— Description of the task —
From the line with "woman in yellow" down to the final line of the material below, quote every line exactly and leave out all lines before it.
[start]
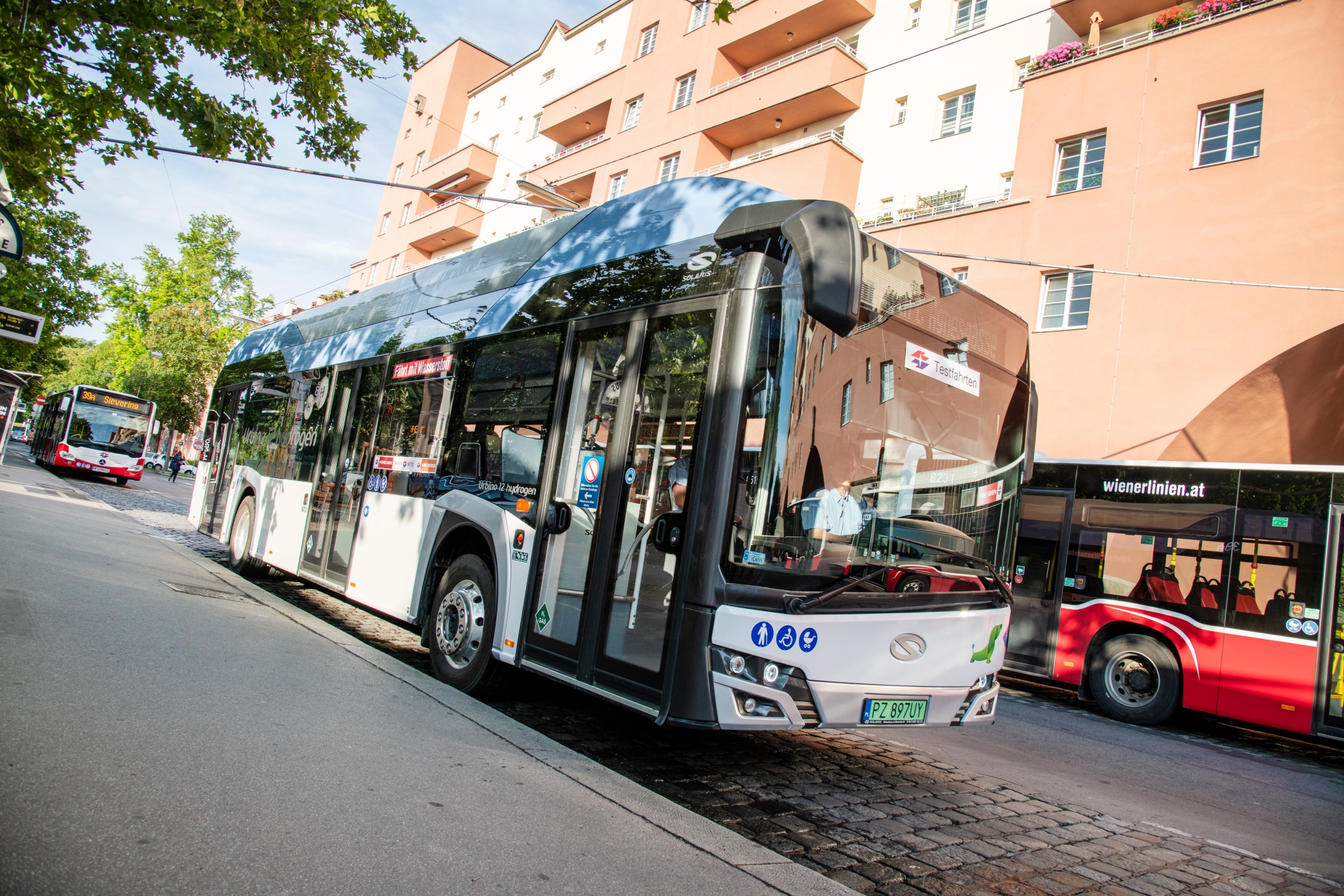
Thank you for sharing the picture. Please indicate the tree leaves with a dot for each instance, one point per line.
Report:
(73, 70)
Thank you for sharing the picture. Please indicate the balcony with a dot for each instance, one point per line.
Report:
(456, 221)
(458, 169)
(768, 26)
(817, 167)
(811, 85)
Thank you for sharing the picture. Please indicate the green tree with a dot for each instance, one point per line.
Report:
(70, 72)
(188, 311)
(54, 280)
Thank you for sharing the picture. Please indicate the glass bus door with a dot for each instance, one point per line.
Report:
(347, 438)
(1038, 580)
(626, 446)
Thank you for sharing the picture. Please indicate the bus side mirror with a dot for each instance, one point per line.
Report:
(669, 532)
(558, 518)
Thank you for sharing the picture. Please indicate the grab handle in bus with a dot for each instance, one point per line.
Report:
(558, 518)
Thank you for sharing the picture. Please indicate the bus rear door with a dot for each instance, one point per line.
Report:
(625, 449)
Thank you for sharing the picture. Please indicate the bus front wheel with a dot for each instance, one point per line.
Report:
(1136, 679)
(240, 540)
(461, 626)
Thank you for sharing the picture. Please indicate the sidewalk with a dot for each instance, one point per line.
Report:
(158, 739)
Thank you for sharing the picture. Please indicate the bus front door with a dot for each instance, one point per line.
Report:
(346, 441)
(625, 455)
(1038, 580)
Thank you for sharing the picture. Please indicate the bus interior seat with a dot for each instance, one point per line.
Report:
(1203, 593)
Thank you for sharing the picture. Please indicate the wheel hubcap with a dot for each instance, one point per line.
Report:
(1132, 680)
(461, 624)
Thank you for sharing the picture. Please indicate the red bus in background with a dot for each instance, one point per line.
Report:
(94, 430)
(1159, 586)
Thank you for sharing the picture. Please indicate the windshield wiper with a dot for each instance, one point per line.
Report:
(799, 605)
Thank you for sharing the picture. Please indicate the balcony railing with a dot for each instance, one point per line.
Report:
(779, 151)
(573, 148)
(471, 201)
(934, 210)
(780, 63)
(1087, 54)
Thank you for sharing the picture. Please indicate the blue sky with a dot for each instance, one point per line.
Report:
(299, 232)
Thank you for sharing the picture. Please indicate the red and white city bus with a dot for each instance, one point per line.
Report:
(94, 430)
(1156, 586)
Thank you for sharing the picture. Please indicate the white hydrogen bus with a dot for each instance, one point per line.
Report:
(703, 451)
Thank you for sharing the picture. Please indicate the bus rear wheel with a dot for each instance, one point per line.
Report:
(245, 519)
(461, 626)
(1136, 679)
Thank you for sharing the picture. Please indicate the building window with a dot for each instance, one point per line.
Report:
(1080, 163)
(1066, 301)
(632, 113)
(1230, 131)
(699, 15)
(684, 88)
(667, 168)
(647, 39)
(971, 14)
(957, 113)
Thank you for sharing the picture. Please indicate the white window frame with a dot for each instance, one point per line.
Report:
(668, 167)
(632, 113)
(976, 14)
(648, 39)
(962, 120)
(1085, 147)
(1233, 108)
(1070, 299)
(684, 92)
(699, 15)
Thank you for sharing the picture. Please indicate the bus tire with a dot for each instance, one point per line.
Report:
(461, 626)
(245, 520)
(1136, 679)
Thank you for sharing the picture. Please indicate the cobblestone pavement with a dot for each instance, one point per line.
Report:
(866, 813)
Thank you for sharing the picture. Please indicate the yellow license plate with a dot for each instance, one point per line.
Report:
(894, 712)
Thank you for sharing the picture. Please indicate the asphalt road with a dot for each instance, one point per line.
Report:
(1240, 791)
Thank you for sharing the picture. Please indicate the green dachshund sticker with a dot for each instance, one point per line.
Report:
(990, 648)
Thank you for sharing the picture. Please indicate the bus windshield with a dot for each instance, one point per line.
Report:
(851, 451)
(108, 429)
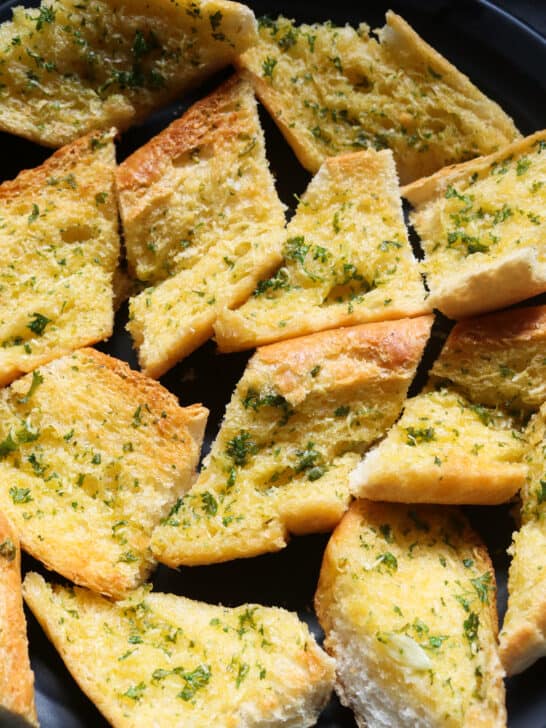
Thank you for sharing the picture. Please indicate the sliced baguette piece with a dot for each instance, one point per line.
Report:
(331, 90)
(523, 635)
(302, 415)
(481, 225)
(69, 66)
(347, 260)
(444, 449)
(202, 220)
(92, 457)
(164, 660)
(497, 360)
(406, 598)
(60, 247)
(16, 677)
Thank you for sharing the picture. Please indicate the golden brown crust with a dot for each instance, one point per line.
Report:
(16, 677)
(395, 346)
(64, 158)
(192, 129)
(427, 188)
(371, 681)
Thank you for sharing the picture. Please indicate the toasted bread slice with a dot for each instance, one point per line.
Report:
(523, 635)
(444, 449)
(332, 90)
(69, 66)
(347, 259)
(406, 598)
(497, 360)
(164, 660)
(481, 225)
(60, 246)
(203, 223)
(302, 415)
(92, 457)
(16, 677)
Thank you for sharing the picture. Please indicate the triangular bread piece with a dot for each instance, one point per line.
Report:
(407, 601)
(302, 415)
(481, 225)
(347, 260)
(92, 457)
(523, 635)
(444, 449)
(462, 440)
(16, 677)
(202, 221)
(334, 89)
(60, 246)
(164, 660)
(67, 66)
(497, 360)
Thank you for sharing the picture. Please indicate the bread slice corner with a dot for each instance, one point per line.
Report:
(16, 676)
(425, 652)
(164, 659)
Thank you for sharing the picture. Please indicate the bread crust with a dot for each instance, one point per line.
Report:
(361, 684)
(163, 432)
(425, 189)
(287, 677)
(16, 676)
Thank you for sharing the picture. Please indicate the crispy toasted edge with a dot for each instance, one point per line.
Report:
(525, 642)
(325, 597)
(14, 643)
(395, 344)
(427, 189)
(65, 158)
(319, 665)
(202, 120)
(508, 280)
(191, 419)
(399, 31)
(451, 483)
(498, 330)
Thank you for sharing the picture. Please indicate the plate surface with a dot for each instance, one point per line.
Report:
(506, 59)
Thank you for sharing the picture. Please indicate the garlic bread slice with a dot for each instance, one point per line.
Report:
(347, 260)
(445, 449)
(164, 660)
(523, 635)
(482, 226)
(92, 457)
(497, 360)
(332, 90)
(70, 66)
(406, 598)
(202, 221)
(16, 677)
(60, 246)
(299, 420)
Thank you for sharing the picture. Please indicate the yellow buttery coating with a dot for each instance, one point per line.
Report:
(92, 456)
(160, 659)
(70, 66)
(202, 220)
(523, 635)
(60, 246)
(332, 90)
(347, 259)
(481, 225)
(16, 677)
(444, 449)
(302, 415)
(406, 598)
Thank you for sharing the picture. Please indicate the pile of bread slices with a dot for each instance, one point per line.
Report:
(98, 462)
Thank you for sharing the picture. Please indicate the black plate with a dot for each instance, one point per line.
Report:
(506, 59)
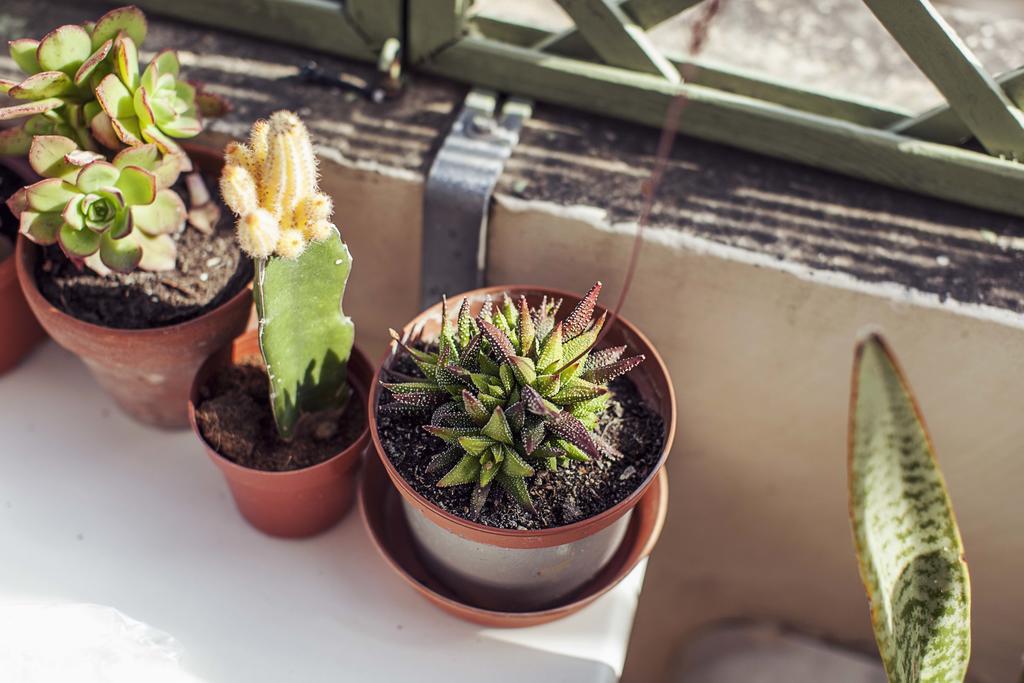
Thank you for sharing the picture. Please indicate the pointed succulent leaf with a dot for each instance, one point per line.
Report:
(526, 329)
(524, 370)
(514, 465)
(466, 470)
(130, 20)
(603, 374)
(578, 345)
(516, 415)
(516, 487)
(569, 428)
(579, 390)
(451, 434)
(443, 460)
(475, 445)
(499, 341)
(580, 318)
(551, 350)
(537, 404)
(305, 337)
(908, 545)
(465, 325)
(498, 427)
(605, 356)
(479, 499)
(474, 408)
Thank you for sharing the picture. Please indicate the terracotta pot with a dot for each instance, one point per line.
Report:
(22, 331)
(297, 503)
(524, 570)
(148, 372)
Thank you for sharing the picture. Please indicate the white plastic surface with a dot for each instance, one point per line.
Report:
(95, 509)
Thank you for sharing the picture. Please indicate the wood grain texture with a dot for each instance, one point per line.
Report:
(949, 63)
(318, 25)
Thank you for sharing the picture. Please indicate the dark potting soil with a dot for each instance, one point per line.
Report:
(569, 495)
(235, 417)
(9, 182)
(210, 270)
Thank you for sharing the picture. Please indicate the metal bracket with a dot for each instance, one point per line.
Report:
(458, 194)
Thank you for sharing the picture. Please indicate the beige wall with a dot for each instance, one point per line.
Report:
(761, 357)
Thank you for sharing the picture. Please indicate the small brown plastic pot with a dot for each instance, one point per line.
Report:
(147, 372)
(20, 330)
(519, 570)
(297, 503)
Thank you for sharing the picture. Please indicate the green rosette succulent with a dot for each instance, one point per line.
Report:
(62, 72)
(116, 215)
(155, 107)
(512, 390)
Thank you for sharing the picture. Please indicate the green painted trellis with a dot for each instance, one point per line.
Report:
(606, 65)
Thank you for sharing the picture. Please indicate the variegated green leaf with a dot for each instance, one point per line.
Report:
(911, 557)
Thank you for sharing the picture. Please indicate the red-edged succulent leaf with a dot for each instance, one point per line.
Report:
(30, 109)
(580, 318)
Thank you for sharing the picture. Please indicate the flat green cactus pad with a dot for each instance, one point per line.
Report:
(304, 334)
(911, 558)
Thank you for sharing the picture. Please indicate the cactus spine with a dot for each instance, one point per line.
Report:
(302, 266)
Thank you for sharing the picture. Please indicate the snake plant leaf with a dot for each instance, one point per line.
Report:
(305, 337)
(908, 545)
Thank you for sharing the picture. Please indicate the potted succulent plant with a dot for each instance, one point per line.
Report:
(285, 421)
(519, 449)
(22, 331)
(112, 261)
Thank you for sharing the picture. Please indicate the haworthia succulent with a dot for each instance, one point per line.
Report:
(911, 557)
(304, 334)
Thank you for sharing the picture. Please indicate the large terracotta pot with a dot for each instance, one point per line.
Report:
(20, 330)
(522, 570)
(147, 372)
(296, 503)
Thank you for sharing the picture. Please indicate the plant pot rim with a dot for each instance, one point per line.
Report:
(357, 445)
(27, 252)
(635, 548)
(524, 538)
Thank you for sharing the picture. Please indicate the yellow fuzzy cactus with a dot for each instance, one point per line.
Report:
(271, 186)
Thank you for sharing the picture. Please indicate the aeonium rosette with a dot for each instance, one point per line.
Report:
(115, 215)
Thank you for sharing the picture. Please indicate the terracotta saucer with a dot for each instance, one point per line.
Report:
(380, 504)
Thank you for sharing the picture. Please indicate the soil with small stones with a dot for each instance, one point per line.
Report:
(569, 495)
(210, 270)
(235, 417)
(9, 182)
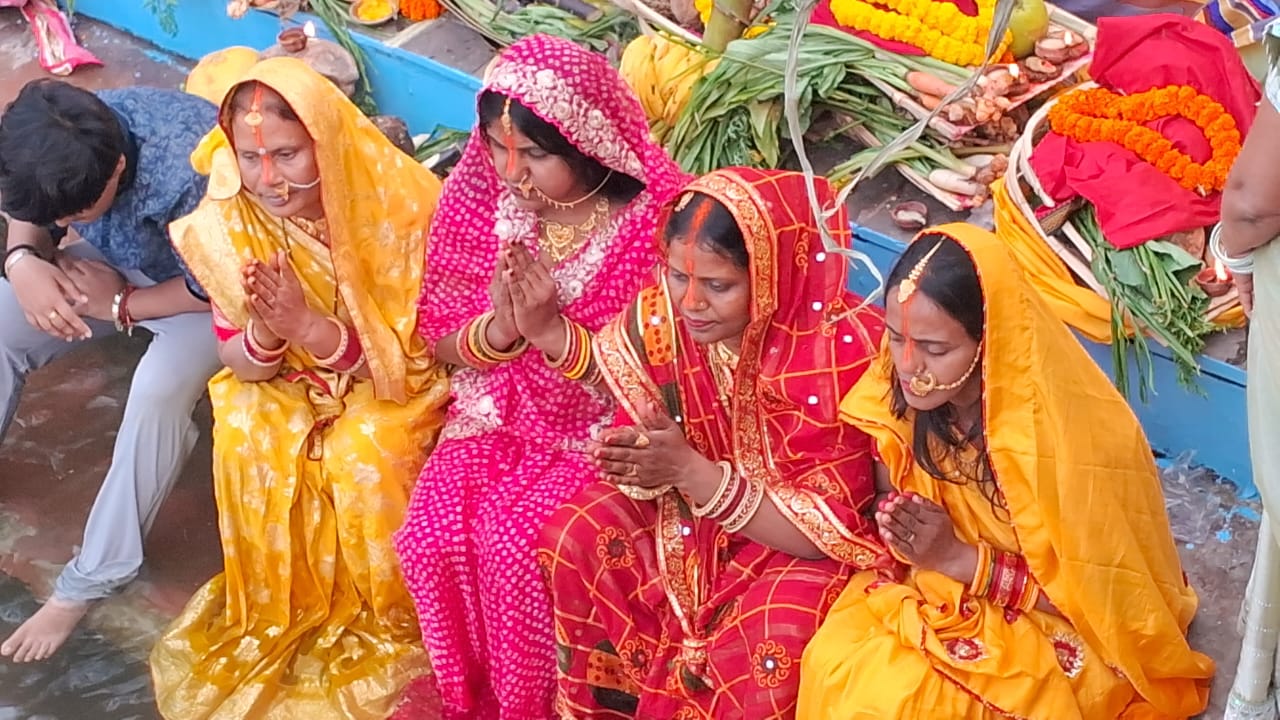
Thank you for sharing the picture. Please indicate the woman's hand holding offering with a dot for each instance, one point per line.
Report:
(654, 455)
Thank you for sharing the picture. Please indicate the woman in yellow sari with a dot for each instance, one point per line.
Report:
(1041, 577)
(310, 244)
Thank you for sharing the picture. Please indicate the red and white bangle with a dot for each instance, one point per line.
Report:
(120, 310)
(348, 356)
(259, 355)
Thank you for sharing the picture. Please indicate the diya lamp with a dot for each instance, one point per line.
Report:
(1216, 279)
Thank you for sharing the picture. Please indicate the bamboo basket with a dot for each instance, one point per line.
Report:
(1061, 236)
(1072, 74)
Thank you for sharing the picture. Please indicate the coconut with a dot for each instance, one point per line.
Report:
(1028, 23)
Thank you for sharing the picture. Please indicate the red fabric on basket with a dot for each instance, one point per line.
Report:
(822, 16)
(1136, 201)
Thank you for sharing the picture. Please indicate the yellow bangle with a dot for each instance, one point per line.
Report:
(982, 573)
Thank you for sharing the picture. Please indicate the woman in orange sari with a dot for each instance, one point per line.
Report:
(689, 582)
(310, 242)
(1016, 484)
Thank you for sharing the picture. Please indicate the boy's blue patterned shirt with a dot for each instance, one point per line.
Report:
(161, 128)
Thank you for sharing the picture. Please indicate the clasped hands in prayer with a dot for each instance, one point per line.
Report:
(277, 306)
(525, 301)
(920, 532)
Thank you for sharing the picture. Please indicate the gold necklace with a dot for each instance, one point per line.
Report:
[end]
— Result below —
Thank you for sharing the picture. Please indicate the woman in yellow sari with a dot for each instance, one point per line.
Report:
(1041, 577)
(310, 244)
Thank you for sharing the picture. Please indicate the red and white bangle with a dot for each instance, one point per line.
Report:
(120, 310)
(348, 356)
(259, 355)
Thank you for sharing the picture. Please indicate the diya lamp with a dot for each instance, one point per line.
Report:
(1216, 279)
Thank you for sharing the picture. Please indicate the bamboo basket with a dot for each instance, one point per line.
Report:
(1061, 236)
(1072, 74)
Thank you for sharing the picture. Please indicate the coconut with a dot for each instance, one point per line.
Report:
(1028, 23)
Thank you for sharing the picture. Please indicate the red fabric on basket with a dot for each instance, one point per line.
Report:
(822, 16)
(1136, 201)
Thank you for sharing the picture. Please indicate the yellow bangle with a dot for each instance, one point per line.
Report:
(982, 573)
Thank you for sharing the picture. Please indicate the woman in orange sari with a dot for each instance, one point per line.
Report:
(689, 582)
(310, 242)
(1016, 484)
Thank you for sharing the picture. Please indicate the boy's blue patterned shirt with a dot for each instance, one point per line.
Report:
(161, 128)
Thank you for sharing the picture. Please indicate the clasped hands in prayer with a dot for each instance, one point per line.
Report:
(277, 306)
(525, 301)
(920, 532)
Thank you for sharing the picture. Please indicate the gold necklace with a dot for each instance, one point per line.
Report:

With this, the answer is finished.